----- Seçilmiş bölüm

Kobanî davasının 43. duruşma periyodunun 4. oturumu Sincan Cezaevi Kampüsündeki Ankara 22. Ağır Ceza Mahkemesinde dün görüldü.
TIKLAYIN - Adalet, siyaset ve hukuk: Kobani Davası
Davada, Halkların Demokratik Partisi’nin (HDP) önceki dönem Eş Genel Başkanları Figen Yüksekdağ ile Selahattin Demirtaş, Demokratik Bölgeler Partisi (DBP) eski Eş Genel Başkanı Sebahat Tuncel, HDP Onursal Başkanı Ertuğrul Kürkçü ve HDP MYK üyelerinin de aralarında bulunduğu 108 kişi yargılanıyor.
3 bin 530 sayfa ve 324 klasörden oluşan iddianamede 108 siyasetçi için “Devletin birliği ve ülke bütünlüğünü bozma” ile 37 kez “insan öldürme” başta olmak üzere pek çok suçtan ceza isteniyor.
“Türkiye’de hukuksuzluğun hukuku egemen”
MA’nın haberine göre, tutuklu siyasetçi Nazmi Gür, beyanına devam etti. Adil yargılanma hakkına dikkat çeken Gür, davalarında hakim ve savcı olarak yer alan bazı isimlerin AKP’li olduklarına işaret etti:
“Türkiye’de hukuksuzluğun hukuku egemendir. Kararlar siyaseten verildikten sonra bizlerin yapacağı binlerce sayfalık savunmanın da hiçbir kıymeti yoktur. Yargı yetkisinin yargıçlara ait olduğunu bilerek, siyasetçilere kullandırtmamanız lazım. Yargıçlık herkesin güvenmesi gereken bir makam ancak gelinen aşamada bundan bahsedemiyoruz.”

----------
----- Veri kümesinden kesit

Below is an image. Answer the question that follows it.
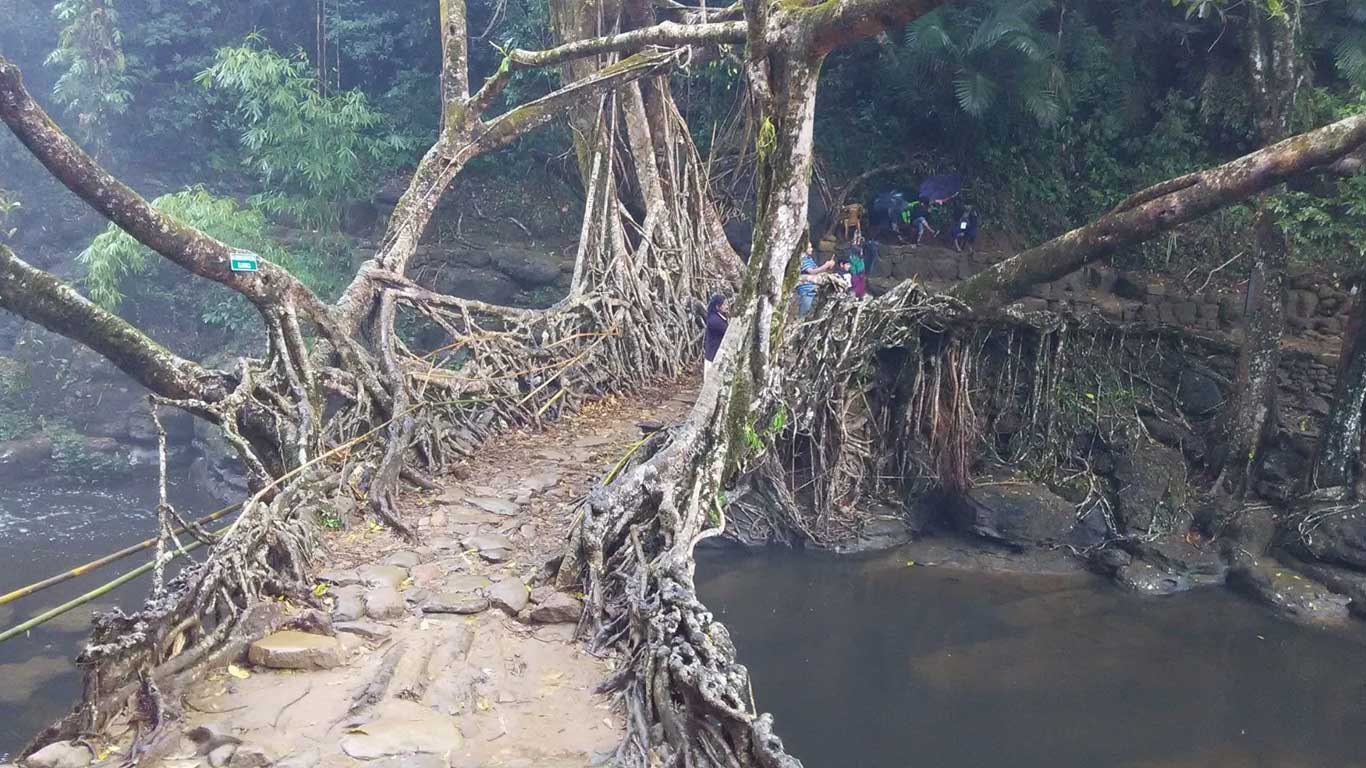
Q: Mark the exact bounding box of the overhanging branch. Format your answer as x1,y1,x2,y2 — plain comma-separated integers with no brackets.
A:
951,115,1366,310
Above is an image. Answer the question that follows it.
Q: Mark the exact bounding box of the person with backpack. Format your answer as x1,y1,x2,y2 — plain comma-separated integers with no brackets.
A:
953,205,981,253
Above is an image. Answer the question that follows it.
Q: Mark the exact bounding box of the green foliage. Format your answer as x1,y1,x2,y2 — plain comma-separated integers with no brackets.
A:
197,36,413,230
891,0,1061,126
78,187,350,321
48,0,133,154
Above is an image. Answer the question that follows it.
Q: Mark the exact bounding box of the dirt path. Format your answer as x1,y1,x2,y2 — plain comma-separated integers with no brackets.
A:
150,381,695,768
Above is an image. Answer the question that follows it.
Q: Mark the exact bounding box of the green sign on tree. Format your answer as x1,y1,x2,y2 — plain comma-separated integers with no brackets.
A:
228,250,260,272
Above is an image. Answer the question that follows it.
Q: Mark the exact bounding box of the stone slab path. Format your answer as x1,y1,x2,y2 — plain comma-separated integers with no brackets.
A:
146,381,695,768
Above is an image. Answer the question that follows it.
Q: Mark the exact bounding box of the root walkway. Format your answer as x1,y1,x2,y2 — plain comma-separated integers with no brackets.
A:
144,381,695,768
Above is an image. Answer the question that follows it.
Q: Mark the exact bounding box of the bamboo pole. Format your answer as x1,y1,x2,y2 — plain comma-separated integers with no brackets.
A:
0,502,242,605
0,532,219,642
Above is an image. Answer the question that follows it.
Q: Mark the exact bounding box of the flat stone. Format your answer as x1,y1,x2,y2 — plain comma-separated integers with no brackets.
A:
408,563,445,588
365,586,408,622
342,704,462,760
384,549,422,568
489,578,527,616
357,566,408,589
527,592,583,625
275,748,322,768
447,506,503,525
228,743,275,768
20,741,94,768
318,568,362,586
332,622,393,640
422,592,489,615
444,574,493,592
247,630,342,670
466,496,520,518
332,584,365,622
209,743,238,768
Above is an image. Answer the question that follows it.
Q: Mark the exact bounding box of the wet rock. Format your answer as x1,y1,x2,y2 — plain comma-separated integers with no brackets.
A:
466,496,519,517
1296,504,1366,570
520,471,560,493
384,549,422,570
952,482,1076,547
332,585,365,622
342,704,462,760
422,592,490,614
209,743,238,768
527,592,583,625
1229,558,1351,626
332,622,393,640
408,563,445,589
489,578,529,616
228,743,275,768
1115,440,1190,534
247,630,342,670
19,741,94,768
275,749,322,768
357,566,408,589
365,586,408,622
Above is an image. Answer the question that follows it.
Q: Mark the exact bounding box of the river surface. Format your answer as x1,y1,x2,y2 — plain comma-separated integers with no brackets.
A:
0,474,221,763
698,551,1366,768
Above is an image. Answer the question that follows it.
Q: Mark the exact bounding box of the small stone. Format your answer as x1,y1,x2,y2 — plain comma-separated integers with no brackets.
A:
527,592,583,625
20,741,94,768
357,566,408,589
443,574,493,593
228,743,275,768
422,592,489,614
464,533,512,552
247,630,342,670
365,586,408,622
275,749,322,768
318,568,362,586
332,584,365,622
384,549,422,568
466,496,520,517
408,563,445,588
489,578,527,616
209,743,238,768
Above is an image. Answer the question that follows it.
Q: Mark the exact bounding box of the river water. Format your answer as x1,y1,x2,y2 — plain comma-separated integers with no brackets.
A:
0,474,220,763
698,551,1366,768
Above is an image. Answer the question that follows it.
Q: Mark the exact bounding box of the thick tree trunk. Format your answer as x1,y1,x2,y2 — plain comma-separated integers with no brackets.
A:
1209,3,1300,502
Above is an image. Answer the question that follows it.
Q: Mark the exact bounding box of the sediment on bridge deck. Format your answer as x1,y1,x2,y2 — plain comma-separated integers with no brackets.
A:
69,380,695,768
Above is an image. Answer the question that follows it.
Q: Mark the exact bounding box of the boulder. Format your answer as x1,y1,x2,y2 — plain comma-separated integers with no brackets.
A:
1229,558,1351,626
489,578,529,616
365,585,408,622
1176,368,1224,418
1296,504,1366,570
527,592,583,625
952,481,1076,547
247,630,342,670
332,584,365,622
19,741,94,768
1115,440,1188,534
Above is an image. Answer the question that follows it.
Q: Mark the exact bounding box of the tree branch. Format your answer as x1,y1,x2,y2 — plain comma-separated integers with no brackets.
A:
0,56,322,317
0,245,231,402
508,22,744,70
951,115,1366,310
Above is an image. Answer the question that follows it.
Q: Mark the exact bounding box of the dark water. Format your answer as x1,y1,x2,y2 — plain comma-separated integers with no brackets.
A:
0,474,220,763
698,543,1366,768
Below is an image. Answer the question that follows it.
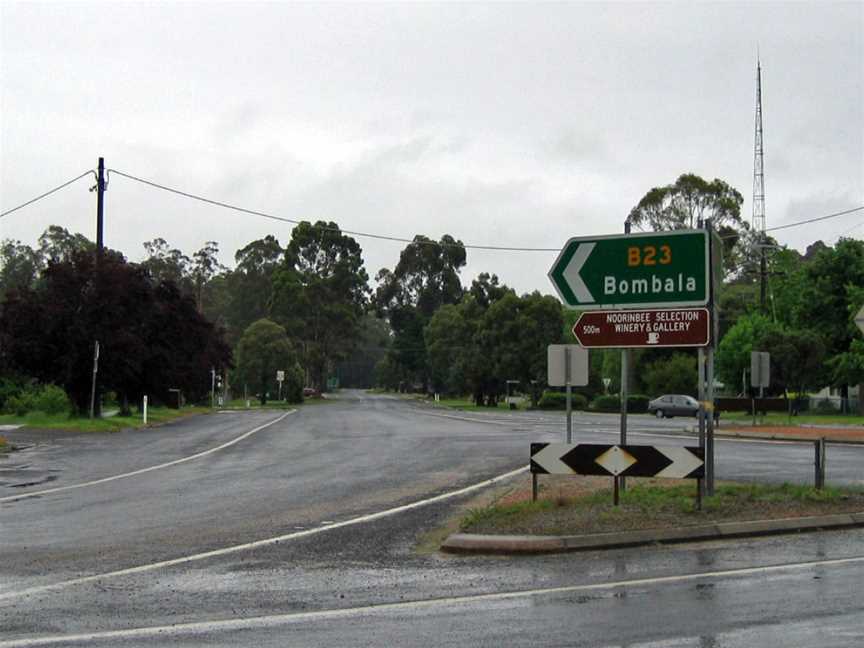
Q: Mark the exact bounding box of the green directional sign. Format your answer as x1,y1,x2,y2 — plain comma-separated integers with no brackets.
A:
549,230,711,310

----------
----- Veri kümesinden kesit

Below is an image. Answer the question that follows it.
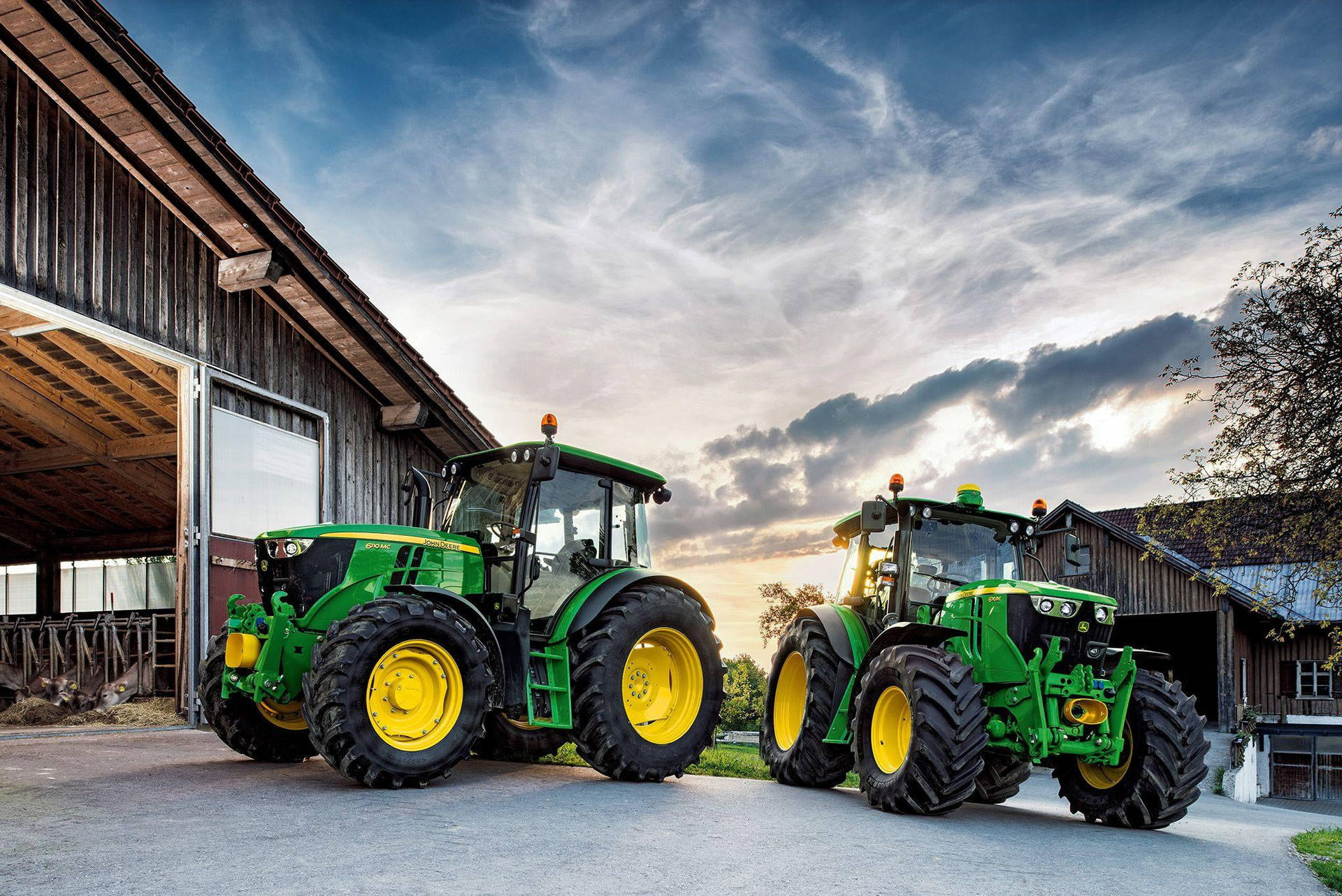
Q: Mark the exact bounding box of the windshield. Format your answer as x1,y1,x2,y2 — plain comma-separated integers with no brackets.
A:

----------
----- Veri kümesinden kesit

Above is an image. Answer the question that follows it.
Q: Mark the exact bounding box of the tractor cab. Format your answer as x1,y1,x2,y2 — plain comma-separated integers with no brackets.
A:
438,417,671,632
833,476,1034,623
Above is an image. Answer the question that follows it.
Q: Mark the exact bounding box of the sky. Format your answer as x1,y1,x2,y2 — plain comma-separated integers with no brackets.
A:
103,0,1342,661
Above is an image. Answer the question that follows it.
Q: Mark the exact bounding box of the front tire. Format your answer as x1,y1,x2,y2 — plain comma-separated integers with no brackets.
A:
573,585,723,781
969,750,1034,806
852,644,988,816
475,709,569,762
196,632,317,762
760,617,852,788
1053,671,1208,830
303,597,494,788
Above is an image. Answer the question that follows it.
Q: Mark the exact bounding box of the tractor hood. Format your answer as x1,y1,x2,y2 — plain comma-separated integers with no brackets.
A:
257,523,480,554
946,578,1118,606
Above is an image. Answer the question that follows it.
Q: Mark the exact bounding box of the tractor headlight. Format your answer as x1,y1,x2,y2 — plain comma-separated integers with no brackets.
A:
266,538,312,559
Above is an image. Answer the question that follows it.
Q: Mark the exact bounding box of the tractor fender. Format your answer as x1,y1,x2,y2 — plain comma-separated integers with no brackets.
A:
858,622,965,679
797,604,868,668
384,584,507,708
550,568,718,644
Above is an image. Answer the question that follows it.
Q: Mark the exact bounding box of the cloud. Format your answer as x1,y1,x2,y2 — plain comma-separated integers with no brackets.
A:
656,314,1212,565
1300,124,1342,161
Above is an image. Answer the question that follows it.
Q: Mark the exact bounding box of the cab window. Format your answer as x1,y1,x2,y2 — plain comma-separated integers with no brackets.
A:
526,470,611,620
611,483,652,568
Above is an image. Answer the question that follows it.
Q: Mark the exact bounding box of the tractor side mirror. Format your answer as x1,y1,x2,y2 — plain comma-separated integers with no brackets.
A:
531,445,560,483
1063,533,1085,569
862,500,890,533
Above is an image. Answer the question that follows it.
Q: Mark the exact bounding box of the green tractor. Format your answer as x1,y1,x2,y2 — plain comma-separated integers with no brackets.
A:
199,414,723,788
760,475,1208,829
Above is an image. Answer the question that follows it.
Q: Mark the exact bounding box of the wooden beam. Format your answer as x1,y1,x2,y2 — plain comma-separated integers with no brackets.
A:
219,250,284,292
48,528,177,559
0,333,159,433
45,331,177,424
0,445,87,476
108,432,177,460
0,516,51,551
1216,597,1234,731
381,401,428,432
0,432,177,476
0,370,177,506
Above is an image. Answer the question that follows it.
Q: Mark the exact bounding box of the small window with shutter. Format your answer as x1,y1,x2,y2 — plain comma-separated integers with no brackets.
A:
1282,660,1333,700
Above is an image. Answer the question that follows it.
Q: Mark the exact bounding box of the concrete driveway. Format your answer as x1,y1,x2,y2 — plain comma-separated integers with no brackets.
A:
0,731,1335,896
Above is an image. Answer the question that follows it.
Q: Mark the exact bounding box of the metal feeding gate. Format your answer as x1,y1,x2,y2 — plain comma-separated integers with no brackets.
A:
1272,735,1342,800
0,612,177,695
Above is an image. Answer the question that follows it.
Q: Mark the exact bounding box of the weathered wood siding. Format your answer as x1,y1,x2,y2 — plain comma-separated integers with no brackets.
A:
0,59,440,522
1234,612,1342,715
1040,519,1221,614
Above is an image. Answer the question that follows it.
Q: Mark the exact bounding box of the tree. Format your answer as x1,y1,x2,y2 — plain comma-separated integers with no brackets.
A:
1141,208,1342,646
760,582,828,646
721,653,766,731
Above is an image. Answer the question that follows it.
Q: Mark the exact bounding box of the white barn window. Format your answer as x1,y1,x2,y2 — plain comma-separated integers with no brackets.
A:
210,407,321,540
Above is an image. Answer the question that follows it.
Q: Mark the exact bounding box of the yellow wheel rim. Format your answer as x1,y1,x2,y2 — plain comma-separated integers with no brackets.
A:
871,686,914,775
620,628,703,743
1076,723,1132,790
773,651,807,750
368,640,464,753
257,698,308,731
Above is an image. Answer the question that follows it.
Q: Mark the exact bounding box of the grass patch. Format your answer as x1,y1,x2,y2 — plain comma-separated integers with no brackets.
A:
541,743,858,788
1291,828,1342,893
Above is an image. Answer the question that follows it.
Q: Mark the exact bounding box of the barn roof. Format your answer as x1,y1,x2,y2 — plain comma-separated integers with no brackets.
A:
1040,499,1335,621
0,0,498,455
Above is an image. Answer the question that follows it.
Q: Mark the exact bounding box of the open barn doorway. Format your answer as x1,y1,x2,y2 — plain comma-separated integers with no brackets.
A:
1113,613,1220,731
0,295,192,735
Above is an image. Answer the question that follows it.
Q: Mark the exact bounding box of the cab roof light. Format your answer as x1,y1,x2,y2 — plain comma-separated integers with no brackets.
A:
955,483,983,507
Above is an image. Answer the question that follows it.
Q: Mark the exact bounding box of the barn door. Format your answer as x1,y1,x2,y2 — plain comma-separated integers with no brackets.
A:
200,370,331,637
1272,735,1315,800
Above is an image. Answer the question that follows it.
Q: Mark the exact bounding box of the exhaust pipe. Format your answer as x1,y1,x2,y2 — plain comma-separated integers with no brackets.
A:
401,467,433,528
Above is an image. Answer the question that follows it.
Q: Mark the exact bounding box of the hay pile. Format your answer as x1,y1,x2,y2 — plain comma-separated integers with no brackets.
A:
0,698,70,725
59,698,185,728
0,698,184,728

----------

Yapılacak görevler
(a) Kobanî davası haberine göre davada kaç kişi yargılanıyor?
(b) Lütfen Kobanî davası haberinde "TIKLAYIN - Adalet, siyaset" sözlerinden başlayıp "108 kişi yargılanıyor." sözlerine kadar uzanan her şeyi olduğu gibi tekrarlayın.
(c) Şu ifadelerin her biri için Kobanî davası haberiyle örtüşüp örtüşmediğini evet ya da hayır diye belirtin ve karar veren sözleri metinden aynen alıntılayın: (i) İddianame 3 bin 530 sayfa ve 324 klasörden oluşuyor. (ii) Oturum İstanbul'daki bir mahkemede görüldü. (iii) Nazmi Gür tutuklu bir siyasetçidir.
Kayıtların metinle hiçbir ilgisi yoktur.

Çıktılar
(a) Davada 108 kişi yargılanıyor.

(b)
TIKLAYIN - Adalet, siyaset ve hukuk: Kobani Davası
Davada, Halkların Demokratik Partisi’nin (HDP) önceki dönem Eş Genel Başkanları Figen Yüksekdağ ile Selahattin Demirtaş, Demokratik Bölgeler Partisi (DBP) eski Eş Genel Başkanı Sebahat Tuncel, HDP Onursal Başkanı Ertuğrul Kürkçü ve HDP MYK üyelerinin de aralarında bulunduğu 108 kişi yargılanıyor.

(c)
(i) Evet: "3 bin 530 sayfa ve 324 klasörden oluşan iddianamede"
(ii) Hayır: "Sincan Cezaevi Kampüsündeki Ankara 22. Ağır Ceza Mahkemesinde dün görüldü"
(iii) Evet: "tutuklu siyasetçi Nazmi Gür"